- [Exercise prompt]: Print every line of the data below verbatim, omitting the pictures.

- [Task data]:
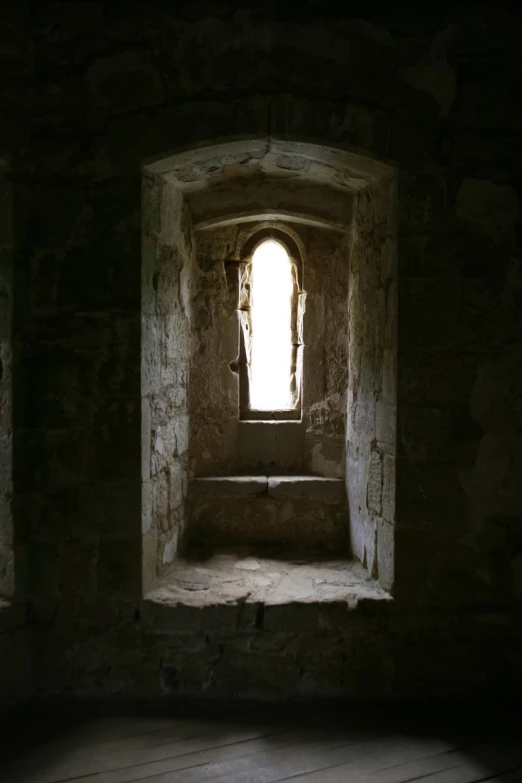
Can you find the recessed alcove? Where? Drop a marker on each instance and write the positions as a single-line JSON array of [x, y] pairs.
[[318, 488]]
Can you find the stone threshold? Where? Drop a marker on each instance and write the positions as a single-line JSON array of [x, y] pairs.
[[243, 577], [310, 487]]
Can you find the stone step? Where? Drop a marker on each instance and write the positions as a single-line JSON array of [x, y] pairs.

- [Output]:
Can you find the recessed alcove? Where? Drop a marker on each instance and write the positions as a single-line JSON array of [x, y] pairs.
[[318, 488]]
Can you find the stone threshold? Where? Drop a marker on each instance and write the positions as a single-line JSON array of [x, y] pairs.
[[243, 577], [310, 487]]
Can you find the stone step? Where? Drop a marker on each instance and write the positions as a single-line JSON array of [x, y] pairs.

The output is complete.